■ **Assignment**: Write out the line that contains "Query: street light pole" and every line after it through the end of the entries, exactly as given and with no other lines.

***** Dataset content *****

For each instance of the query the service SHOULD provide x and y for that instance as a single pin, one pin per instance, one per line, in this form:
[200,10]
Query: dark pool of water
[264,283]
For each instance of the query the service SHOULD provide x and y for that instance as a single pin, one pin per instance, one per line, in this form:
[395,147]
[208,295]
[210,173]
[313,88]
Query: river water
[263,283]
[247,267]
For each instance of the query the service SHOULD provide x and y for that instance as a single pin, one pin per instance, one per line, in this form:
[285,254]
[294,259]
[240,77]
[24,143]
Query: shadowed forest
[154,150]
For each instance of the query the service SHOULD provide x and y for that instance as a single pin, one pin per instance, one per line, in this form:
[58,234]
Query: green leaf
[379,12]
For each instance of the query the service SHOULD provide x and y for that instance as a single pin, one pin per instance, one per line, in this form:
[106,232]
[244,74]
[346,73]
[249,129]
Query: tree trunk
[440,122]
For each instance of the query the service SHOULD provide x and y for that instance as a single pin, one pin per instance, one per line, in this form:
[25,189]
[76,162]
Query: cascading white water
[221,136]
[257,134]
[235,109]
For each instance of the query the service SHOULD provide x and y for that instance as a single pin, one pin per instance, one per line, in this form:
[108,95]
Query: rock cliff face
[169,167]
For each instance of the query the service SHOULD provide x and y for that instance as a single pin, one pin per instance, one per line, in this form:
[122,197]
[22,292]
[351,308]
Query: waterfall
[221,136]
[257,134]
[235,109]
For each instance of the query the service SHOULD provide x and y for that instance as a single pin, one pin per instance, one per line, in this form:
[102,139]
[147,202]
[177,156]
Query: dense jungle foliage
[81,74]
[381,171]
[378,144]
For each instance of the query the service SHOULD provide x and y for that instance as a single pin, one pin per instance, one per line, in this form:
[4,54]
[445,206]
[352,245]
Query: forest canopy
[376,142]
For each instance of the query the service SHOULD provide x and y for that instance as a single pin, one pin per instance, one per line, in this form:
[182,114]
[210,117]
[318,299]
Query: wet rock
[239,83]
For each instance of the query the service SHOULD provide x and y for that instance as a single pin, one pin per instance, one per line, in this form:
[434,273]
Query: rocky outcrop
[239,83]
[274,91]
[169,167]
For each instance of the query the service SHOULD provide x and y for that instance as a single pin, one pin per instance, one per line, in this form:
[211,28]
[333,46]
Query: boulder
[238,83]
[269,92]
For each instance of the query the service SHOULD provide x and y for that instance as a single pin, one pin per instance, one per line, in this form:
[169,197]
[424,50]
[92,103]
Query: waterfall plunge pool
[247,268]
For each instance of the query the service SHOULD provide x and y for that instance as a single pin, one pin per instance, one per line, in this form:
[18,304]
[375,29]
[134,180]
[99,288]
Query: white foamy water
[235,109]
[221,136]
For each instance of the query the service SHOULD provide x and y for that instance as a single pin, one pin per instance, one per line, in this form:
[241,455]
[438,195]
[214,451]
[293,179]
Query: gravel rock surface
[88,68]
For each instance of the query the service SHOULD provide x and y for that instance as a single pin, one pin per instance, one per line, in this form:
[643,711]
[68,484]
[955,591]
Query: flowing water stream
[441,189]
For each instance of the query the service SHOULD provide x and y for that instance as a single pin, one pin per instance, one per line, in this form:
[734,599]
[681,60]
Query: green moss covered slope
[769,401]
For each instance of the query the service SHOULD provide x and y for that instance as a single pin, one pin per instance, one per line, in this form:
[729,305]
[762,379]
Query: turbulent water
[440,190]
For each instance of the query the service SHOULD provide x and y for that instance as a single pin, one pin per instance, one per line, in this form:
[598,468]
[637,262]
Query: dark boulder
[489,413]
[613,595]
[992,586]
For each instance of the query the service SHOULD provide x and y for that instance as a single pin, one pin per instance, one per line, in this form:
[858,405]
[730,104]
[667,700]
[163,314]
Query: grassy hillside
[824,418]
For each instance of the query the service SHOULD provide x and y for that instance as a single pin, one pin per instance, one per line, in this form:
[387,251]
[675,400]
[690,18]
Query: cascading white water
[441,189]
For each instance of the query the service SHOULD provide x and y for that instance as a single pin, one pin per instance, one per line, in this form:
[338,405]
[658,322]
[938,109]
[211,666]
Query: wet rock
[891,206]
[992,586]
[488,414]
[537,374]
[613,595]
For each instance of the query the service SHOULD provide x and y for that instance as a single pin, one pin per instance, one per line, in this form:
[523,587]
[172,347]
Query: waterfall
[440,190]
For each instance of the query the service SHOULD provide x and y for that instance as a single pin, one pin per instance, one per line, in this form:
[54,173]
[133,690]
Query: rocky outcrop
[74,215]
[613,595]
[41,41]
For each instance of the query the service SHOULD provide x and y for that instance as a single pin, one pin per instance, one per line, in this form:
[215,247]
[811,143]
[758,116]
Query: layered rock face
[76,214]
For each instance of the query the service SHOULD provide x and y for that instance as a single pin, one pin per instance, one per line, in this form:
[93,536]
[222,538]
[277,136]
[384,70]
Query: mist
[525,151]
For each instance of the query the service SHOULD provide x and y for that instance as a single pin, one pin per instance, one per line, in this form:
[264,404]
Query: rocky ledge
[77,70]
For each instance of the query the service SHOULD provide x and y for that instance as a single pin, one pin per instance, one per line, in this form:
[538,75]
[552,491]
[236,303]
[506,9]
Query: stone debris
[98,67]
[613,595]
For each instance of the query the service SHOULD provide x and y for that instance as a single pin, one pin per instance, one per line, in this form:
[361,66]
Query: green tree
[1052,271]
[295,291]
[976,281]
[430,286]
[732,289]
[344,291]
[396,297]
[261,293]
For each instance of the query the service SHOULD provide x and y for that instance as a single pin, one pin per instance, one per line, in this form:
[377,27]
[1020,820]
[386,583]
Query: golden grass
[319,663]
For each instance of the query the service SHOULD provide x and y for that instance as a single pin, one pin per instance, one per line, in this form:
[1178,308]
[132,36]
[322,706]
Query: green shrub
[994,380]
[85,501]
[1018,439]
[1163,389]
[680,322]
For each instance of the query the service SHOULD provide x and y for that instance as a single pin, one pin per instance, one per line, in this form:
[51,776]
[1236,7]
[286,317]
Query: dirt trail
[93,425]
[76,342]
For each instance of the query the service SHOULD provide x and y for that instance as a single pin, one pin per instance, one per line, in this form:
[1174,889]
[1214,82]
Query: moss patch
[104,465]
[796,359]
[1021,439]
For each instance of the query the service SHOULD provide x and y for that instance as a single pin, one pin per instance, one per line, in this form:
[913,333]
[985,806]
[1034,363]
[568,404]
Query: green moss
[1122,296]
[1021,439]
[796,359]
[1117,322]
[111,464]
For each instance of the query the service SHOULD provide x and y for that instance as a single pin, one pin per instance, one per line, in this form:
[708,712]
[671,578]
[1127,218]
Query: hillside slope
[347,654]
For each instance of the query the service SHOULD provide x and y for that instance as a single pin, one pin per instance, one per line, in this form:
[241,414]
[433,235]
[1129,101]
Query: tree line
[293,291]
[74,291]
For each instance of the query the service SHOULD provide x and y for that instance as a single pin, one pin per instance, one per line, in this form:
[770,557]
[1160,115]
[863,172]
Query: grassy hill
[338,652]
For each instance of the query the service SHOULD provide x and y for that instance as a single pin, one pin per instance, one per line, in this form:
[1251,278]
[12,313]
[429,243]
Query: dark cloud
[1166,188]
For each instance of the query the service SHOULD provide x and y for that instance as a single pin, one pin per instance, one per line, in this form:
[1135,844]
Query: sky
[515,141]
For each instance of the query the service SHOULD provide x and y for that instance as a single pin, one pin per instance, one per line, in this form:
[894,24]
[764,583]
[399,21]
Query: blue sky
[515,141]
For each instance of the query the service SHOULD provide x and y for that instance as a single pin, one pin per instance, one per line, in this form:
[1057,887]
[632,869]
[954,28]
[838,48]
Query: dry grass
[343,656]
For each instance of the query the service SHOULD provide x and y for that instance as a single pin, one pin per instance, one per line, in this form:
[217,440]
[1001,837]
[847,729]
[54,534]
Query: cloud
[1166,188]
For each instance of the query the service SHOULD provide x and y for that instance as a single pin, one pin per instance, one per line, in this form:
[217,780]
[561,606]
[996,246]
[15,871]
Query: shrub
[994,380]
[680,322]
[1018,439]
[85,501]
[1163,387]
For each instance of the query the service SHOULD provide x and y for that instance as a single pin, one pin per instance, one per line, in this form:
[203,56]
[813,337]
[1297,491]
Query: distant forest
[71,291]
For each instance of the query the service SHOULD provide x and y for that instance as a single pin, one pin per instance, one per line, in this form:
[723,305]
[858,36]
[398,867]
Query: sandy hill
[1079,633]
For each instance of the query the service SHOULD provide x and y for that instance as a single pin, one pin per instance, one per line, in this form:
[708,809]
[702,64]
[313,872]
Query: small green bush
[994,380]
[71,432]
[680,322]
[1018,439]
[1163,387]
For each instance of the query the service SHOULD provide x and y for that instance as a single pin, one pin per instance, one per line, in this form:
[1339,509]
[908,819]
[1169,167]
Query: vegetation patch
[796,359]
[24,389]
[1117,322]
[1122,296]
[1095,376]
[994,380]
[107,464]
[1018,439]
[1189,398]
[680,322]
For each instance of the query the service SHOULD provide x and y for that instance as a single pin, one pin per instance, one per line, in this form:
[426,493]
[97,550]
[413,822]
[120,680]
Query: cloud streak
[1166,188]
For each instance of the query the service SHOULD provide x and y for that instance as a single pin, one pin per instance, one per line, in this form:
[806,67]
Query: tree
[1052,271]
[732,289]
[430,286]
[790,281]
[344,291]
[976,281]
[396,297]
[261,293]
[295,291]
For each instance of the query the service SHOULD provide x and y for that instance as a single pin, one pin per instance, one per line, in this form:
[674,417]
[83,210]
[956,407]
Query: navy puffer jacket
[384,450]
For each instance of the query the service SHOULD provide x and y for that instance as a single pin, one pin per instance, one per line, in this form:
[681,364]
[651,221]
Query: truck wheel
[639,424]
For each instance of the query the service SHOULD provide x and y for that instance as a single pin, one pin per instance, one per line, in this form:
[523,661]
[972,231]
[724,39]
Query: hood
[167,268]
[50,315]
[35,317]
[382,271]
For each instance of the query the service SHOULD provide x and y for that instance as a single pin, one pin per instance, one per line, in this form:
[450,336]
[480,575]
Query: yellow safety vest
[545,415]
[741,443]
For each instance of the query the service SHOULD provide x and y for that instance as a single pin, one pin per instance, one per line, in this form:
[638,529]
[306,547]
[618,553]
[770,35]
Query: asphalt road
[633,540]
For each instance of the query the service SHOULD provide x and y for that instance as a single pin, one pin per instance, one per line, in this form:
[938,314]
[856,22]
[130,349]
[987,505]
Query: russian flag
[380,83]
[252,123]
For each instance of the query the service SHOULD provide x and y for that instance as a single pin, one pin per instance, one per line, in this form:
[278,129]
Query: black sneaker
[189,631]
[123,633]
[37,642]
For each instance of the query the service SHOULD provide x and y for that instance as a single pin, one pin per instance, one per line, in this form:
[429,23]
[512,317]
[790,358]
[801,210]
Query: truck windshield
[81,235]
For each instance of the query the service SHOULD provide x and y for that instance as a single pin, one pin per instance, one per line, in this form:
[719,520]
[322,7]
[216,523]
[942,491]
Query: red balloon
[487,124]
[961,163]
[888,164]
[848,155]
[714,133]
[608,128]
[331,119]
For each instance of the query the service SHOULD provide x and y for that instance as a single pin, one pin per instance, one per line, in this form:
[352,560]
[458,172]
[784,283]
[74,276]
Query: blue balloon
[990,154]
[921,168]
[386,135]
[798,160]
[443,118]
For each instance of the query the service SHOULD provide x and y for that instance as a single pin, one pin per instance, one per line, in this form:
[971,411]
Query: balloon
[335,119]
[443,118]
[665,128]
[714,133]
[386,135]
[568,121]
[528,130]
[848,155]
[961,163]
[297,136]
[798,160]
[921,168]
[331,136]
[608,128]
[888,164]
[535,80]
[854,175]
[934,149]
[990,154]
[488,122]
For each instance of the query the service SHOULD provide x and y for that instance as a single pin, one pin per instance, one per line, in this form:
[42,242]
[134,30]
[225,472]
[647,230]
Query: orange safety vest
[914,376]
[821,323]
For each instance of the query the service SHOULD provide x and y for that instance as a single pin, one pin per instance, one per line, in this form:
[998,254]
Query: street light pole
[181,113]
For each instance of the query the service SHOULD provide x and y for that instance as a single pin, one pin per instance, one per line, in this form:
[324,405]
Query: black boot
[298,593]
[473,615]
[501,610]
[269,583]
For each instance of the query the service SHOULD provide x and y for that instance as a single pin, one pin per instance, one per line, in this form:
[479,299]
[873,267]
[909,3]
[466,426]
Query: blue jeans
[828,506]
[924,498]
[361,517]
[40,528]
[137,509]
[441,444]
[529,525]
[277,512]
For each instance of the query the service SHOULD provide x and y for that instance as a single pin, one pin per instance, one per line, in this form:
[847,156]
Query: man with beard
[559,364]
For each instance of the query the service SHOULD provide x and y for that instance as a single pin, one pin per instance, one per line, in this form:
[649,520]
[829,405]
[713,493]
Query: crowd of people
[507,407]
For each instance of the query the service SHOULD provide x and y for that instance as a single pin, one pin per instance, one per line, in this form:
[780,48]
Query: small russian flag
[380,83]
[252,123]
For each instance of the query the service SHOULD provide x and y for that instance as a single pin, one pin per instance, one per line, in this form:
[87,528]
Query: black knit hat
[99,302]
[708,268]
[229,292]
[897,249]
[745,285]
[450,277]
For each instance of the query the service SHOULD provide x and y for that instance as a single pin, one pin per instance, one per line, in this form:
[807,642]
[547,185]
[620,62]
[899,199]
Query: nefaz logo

*****

■ **Response area**:
Query: street light pole
[181,113]
For each instance of the query the service SHOULD provide x and y for that instance as a single pin, one pin per instance, one per line, in this form:
[324,405]
Query: black boot
[298,593]
[473,615]
[501,610]
[269,583]
For each instance of the query the service SHOULD provide x and y for that instance as a single pin, one pin per instance, one per line, in this form:
[479,299]
[873,267]
[909,3]
[466,426]
Query: blue jeans
[828,506]
[924,498]
[361,517]
[40,528]
[137,509]
[441,444]
[529,525]
[277,512]
For each instance of the query the service SHOULD provide x and y for that instance as a single pin, one pin per instance, one per line, in this form:
[847,156]
Query: man with beard
[559,364]
For each instance of the query the service SHOULD provide x and y for that instance as a single pin, one pin per instance, one per line, in this form:
[649,520]
[829,405]
[713,493]
Query: crowd of people
[507,407]
For each instance of the query the service SHOULD provide x and y for that instance as a single pin, one pin per instance, one per line, in this form:
[780,48]
Query: small russian flag
[380,83]
[252,123]
For each instance of the query the service SHOULD provide x and y for that instance as a single pin, one pin per instance, one per line, in this form:
[87,528]
Query: black knit hat
[99,302]
[708,268]
[229,292]
[897,249]
[745,285]
[450,277]
For each instance of the query the service SHOULD provide x and y for that instance as a single pin, one pin per instance, one per line, in this form:
[807,642]
[547,185]
[620,62]
[899,199]
Query: nefaz logo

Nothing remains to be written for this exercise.